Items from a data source
──────

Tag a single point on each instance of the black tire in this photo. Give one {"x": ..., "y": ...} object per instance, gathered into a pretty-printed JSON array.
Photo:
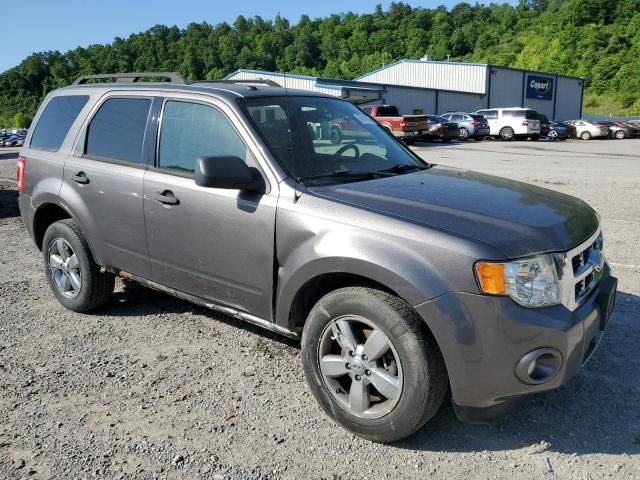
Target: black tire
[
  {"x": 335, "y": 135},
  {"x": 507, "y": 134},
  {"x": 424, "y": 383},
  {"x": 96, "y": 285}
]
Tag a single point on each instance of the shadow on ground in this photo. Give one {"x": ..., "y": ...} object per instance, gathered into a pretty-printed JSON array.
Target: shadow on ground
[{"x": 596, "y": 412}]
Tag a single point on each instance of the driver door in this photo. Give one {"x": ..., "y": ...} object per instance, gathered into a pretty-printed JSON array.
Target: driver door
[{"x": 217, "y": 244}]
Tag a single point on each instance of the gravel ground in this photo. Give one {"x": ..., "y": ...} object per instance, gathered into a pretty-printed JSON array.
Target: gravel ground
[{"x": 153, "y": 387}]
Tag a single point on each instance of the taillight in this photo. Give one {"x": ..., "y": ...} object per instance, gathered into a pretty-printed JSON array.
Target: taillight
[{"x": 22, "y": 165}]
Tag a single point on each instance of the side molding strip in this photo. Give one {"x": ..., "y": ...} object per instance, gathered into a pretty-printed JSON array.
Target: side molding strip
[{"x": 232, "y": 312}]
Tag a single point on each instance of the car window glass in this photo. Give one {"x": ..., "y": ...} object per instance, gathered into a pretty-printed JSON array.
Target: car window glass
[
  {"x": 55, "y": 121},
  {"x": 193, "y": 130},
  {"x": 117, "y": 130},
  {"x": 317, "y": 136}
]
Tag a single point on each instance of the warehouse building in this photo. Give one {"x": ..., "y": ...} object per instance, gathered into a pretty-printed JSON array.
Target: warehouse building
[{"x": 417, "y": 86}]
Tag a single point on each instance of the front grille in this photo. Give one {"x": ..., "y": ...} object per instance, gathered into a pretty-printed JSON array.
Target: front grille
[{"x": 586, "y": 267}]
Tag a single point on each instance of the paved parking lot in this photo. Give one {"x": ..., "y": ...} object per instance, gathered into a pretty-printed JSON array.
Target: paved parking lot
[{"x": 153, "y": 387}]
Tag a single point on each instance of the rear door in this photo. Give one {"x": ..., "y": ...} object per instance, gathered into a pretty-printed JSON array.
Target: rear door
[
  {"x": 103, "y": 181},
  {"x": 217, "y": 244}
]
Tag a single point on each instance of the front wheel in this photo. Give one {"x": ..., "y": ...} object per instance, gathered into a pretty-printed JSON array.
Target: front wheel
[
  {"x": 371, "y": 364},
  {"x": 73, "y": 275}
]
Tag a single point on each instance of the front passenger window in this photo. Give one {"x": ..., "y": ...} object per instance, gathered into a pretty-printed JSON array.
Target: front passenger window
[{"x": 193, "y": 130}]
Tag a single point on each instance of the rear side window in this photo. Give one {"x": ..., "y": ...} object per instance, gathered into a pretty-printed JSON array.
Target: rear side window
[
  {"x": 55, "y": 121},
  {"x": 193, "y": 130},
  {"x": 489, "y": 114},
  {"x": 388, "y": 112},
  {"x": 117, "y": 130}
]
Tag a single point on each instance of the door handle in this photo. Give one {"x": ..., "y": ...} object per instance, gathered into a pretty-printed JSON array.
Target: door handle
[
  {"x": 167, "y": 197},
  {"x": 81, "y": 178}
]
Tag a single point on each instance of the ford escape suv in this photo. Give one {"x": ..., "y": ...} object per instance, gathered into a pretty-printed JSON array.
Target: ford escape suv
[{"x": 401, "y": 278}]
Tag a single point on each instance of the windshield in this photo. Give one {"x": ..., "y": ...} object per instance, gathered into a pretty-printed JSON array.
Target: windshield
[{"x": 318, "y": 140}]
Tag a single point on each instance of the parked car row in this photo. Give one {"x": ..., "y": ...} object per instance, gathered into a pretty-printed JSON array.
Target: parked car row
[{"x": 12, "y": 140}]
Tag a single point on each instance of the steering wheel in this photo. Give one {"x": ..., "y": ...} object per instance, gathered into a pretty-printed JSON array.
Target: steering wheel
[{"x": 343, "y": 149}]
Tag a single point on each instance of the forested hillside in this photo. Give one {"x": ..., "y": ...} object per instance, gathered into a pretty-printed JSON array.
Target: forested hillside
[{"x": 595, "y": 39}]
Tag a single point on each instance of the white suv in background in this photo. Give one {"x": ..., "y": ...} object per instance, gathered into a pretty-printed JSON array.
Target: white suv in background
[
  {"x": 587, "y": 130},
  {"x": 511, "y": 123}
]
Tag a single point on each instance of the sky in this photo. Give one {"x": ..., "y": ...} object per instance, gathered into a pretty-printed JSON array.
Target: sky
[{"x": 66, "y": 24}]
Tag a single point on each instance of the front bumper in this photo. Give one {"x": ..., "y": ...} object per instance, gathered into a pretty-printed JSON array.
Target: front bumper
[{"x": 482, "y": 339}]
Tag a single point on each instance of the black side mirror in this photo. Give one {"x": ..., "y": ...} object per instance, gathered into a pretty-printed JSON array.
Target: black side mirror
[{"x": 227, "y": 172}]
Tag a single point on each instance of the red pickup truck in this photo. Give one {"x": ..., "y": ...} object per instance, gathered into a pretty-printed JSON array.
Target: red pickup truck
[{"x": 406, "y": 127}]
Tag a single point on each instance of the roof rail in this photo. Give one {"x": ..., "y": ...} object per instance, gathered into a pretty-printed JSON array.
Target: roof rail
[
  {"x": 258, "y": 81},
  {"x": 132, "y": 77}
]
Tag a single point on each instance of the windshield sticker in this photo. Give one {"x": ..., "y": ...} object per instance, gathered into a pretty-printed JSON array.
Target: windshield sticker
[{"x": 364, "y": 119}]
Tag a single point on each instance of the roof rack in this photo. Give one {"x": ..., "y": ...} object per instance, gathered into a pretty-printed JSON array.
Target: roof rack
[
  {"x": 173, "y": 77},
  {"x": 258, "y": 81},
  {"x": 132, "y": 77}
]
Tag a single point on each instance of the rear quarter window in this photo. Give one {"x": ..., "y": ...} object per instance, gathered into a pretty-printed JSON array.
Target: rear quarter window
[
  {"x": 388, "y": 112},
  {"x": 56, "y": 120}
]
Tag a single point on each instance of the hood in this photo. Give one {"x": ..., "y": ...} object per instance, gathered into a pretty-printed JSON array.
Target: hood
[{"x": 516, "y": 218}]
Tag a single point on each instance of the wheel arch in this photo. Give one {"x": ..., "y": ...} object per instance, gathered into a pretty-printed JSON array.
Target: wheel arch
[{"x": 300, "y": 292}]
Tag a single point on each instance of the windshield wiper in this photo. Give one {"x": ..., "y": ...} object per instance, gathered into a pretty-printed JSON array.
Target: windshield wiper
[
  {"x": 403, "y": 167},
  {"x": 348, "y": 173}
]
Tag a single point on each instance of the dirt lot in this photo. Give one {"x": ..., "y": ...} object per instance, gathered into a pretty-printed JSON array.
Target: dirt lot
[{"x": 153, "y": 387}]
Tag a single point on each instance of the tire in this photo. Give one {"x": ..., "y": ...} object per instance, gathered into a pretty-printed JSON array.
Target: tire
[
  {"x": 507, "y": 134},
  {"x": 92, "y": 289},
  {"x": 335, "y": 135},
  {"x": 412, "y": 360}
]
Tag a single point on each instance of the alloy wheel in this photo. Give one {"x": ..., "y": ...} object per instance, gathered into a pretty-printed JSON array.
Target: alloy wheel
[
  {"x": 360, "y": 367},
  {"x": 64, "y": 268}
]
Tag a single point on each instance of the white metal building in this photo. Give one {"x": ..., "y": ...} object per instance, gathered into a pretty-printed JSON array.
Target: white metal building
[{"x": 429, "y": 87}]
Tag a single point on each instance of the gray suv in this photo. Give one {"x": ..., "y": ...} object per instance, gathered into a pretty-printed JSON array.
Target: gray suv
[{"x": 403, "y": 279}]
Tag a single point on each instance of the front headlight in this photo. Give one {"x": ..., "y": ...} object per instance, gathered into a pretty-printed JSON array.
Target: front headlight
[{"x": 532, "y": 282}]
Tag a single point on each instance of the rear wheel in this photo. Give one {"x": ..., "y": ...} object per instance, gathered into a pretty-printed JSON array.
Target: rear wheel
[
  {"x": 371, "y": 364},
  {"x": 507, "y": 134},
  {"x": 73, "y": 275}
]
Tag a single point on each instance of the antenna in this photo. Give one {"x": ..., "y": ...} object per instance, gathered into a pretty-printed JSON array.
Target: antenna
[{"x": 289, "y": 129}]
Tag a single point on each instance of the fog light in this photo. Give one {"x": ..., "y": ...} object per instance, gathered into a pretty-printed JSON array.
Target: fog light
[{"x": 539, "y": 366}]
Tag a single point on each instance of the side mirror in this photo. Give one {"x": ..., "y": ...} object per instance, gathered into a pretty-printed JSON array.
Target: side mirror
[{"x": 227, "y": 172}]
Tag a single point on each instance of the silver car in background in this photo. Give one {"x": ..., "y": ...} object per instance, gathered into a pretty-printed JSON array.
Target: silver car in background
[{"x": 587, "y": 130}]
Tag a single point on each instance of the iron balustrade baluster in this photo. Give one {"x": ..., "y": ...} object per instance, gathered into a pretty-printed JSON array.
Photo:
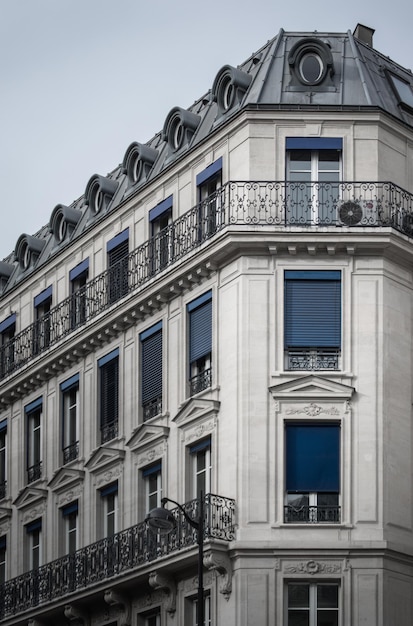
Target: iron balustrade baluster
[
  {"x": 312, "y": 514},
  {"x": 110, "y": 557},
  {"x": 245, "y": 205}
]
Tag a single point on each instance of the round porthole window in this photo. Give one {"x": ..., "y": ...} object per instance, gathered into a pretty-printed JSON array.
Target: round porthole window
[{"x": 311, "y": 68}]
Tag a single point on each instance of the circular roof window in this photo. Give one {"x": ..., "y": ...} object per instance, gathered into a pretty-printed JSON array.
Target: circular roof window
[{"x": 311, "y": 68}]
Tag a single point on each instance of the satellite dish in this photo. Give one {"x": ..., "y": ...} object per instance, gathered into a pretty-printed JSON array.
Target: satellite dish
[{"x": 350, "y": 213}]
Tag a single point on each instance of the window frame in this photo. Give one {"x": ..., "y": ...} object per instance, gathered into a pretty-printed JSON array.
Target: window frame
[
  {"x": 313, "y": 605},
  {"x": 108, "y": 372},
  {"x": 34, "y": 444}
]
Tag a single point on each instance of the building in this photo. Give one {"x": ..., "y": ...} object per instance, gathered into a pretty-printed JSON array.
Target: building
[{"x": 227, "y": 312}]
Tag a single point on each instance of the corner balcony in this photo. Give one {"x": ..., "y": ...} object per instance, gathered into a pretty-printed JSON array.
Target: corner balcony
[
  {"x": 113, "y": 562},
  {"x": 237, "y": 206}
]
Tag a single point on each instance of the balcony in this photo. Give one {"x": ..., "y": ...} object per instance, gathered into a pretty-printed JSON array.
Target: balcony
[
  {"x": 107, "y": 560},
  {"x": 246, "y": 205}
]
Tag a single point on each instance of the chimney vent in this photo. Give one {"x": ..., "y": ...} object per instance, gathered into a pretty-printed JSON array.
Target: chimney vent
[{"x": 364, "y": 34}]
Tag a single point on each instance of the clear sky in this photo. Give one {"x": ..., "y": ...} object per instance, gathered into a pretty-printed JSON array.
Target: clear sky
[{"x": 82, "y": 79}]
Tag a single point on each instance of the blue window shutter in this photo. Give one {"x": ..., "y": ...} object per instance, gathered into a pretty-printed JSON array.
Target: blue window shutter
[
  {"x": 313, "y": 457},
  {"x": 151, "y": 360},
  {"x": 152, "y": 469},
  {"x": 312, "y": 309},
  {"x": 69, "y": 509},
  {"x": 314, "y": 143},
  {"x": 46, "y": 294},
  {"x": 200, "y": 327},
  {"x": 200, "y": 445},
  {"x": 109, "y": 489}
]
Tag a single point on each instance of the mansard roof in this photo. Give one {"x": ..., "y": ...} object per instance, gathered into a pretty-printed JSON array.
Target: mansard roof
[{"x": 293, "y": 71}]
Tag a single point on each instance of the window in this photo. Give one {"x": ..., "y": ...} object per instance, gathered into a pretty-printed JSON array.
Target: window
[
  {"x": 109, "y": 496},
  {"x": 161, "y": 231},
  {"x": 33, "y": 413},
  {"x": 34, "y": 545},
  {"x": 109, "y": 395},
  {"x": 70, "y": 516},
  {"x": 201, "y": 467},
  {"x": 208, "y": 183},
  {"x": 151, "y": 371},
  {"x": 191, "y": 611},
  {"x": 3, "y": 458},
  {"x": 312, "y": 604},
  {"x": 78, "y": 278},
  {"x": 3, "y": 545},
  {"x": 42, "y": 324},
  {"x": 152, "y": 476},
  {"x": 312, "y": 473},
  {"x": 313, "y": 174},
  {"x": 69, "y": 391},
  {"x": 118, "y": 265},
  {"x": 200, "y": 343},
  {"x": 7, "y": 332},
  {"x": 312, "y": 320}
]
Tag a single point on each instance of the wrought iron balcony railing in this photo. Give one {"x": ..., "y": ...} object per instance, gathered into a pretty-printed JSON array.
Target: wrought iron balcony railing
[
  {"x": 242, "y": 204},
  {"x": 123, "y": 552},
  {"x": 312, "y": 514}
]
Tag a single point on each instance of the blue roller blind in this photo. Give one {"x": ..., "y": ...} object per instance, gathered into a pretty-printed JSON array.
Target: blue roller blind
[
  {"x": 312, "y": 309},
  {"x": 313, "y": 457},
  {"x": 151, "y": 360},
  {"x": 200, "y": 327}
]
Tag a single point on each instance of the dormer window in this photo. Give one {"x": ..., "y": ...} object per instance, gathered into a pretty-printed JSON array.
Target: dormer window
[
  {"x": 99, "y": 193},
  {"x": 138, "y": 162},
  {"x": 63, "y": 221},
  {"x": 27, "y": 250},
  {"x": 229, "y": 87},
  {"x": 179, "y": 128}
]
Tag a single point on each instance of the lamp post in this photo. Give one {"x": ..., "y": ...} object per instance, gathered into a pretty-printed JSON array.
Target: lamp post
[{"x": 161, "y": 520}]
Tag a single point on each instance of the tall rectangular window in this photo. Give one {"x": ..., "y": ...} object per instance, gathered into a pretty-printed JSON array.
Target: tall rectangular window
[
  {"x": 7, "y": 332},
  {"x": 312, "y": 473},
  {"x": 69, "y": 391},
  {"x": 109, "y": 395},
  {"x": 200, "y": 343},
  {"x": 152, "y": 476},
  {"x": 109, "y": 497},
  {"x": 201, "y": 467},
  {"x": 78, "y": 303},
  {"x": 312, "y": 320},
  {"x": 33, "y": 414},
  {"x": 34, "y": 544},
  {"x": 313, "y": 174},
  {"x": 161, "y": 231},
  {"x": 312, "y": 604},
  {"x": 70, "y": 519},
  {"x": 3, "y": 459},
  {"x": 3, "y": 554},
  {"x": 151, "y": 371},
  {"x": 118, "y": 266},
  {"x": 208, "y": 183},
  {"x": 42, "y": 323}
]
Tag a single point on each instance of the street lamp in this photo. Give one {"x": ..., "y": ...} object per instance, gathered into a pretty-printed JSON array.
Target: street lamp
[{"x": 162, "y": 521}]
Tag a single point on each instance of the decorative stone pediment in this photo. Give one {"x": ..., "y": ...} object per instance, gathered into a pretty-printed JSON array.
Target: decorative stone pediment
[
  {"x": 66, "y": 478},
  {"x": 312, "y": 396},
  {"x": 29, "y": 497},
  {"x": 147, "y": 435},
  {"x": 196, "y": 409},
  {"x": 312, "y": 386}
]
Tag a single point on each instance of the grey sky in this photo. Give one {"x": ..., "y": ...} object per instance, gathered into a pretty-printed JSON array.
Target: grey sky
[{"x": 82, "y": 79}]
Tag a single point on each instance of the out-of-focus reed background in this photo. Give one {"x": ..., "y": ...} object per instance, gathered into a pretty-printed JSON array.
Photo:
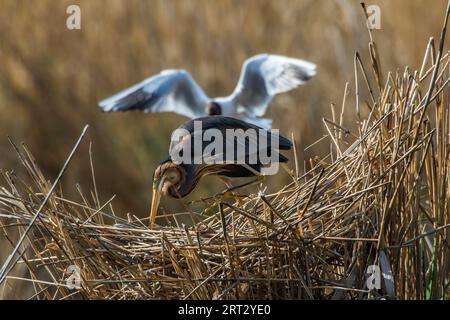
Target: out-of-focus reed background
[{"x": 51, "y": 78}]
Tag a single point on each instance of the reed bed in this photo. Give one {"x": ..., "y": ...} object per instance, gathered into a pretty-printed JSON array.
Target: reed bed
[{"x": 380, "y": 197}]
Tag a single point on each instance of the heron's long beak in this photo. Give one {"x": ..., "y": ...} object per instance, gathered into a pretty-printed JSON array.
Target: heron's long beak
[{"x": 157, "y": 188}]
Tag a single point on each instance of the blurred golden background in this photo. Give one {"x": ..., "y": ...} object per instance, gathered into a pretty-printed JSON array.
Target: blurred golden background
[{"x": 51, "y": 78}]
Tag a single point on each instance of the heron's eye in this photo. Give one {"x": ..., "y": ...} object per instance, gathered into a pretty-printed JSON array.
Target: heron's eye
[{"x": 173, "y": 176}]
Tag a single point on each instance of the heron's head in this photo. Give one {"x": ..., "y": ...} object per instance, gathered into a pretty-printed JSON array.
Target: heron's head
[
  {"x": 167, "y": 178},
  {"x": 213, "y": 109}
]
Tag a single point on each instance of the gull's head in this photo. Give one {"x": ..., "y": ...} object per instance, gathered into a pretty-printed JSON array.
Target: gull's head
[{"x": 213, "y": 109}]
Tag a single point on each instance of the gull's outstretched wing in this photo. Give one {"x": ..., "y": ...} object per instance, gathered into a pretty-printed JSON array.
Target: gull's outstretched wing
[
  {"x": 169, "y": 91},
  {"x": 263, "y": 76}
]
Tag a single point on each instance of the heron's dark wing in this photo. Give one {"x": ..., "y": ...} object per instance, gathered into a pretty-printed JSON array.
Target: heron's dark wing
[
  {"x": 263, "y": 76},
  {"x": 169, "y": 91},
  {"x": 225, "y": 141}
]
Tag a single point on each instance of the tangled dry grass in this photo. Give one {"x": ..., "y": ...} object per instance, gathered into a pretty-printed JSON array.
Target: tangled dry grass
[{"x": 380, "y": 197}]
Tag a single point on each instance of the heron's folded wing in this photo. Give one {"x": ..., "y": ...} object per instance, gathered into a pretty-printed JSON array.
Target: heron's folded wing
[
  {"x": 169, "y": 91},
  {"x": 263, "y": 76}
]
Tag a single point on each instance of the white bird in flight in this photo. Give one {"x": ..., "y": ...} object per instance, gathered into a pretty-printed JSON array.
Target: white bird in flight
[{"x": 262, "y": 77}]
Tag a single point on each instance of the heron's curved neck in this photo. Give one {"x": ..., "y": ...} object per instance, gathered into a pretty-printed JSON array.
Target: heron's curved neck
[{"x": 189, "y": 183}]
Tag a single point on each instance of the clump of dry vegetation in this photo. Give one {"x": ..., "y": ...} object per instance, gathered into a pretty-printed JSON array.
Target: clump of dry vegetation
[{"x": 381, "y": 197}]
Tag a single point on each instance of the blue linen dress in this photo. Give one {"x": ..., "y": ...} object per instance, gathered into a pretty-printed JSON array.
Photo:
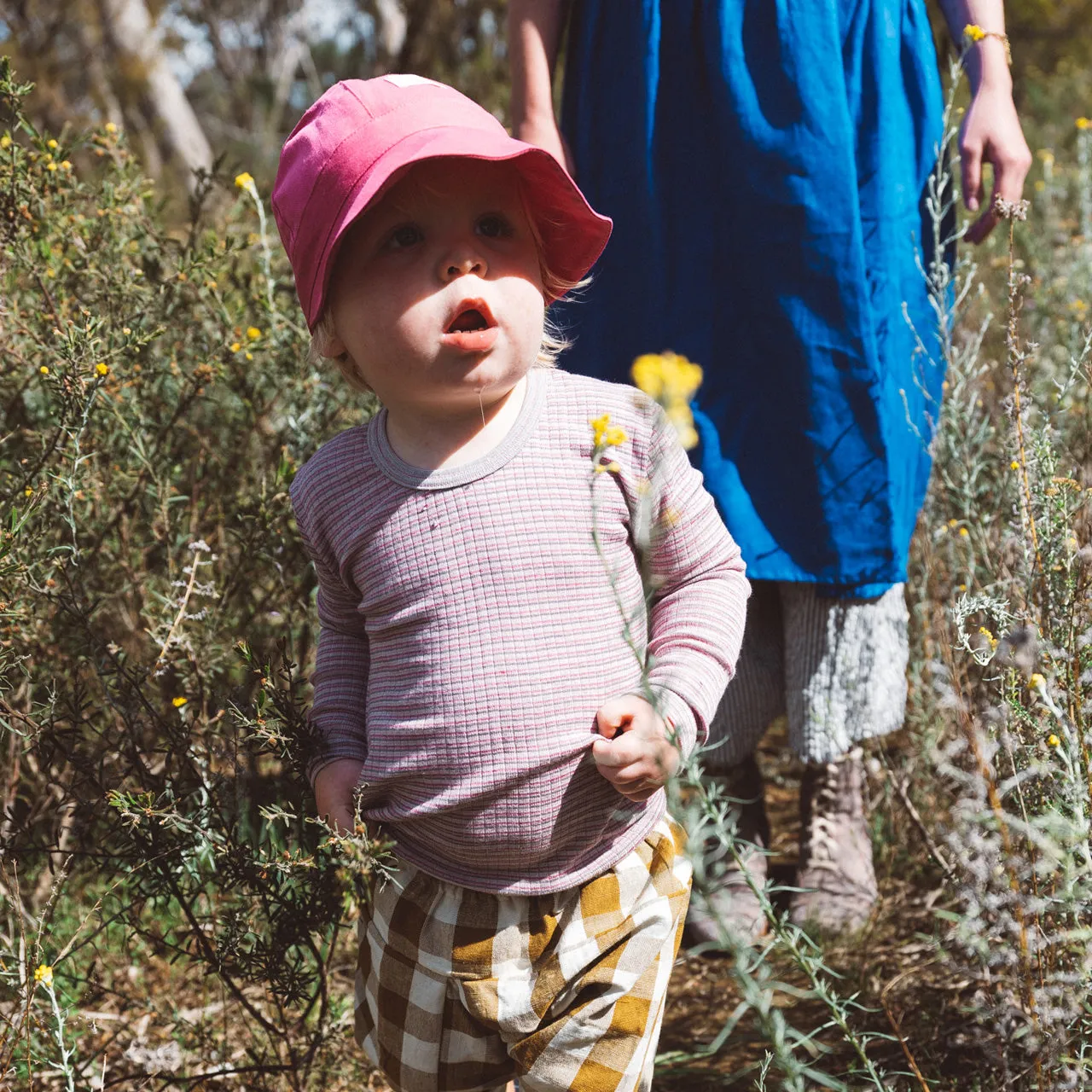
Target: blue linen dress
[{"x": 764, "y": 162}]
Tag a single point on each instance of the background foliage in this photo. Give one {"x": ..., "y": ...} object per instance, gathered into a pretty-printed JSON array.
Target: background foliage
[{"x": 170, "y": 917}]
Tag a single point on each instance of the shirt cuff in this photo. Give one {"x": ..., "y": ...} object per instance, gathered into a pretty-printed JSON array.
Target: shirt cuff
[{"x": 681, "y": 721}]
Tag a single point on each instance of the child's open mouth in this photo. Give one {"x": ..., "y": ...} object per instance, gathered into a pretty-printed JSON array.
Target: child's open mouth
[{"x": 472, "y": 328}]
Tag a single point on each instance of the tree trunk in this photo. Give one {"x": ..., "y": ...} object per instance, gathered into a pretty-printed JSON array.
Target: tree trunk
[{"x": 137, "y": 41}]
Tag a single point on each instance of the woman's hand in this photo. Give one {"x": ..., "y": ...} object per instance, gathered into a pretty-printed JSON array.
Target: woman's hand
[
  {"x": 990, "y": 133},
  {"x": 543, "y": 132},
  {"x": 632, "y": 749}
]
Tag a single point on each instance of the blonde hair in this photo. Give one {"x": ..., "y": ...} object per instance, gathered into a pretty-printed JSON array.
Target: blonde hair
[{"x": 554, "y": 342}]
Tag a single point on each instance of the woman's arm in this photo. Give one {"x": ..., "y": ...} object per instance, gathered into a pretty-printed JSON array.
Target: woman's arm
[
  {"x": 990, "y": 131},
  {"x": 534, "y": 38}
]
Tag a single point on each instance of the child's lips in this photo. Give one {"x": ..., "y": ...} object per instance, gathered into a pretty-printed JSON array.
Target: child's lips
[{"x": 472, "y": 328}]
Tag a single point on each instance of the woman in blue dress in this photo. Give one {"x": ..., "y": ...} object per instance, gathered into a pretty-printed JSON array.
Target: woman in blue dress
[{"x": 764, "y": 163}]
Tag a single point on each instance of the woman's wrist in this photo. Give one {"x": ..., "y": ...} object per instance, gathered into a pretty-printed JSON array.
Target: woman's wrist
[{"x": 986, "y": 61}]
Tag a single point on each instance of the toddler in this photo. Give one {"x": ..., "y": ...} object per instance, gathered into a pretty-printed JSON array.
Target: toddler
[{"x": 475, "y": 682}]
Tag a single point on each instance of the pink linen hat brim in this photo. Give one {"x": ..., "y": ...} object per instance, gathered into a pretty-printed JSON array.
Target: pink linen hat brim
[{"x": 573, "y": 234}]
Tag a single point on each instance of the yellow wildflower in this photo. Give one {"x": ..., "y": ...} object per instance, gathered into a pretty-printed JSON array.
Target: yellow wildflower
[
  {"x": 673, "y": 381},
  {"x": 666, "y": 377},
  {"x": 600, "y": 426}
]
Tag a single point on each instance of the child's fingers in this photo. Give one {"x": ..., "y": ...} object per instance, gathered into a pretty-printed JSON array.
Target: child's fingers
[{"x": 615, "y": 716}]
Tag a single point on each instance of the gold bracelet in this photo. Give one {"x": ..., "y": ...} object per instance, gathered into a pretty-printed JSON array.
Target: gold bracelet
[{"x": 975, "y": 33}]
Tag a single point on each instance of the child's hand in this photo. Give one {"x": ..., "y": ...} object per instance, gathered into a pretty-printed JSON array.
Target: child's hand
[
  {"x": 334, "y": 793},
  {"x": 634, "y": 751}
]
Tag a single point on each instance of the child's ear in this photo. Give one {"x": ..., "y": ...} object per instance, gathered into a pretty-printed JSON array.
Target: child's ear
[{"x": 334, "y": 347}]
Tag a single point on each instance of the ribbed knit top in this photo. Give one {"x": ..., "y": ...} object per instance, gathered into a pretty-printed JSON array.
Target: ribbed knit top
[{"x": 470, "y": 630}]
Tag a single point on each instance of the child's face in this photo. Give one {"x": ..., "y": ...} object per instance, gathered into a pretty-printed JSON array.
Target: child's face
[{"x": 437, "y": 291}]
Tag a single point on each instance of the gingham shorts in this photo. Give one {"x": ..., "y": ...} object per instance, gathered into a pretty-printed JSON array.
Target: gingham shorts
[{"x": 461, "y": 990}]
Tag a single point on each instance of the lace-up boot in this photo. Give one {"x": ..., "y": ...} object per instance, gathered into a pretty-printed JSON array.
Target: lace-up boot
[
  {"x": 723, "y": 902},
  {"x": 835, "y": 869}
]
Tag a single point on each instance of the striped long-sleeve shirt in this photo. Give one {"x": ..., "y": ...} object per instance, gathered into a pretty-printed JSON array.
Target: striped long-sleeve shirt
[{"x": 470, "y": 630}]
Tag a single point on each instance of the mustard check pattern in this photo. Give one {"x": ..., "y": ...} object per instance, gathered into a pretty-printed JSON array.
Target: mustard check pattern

──────

• _WHAT THE TASK ASKS_
A single figure is required: the number of lines in the data above in which the word "check" appears.

• _EXPECTED ANSWER_
2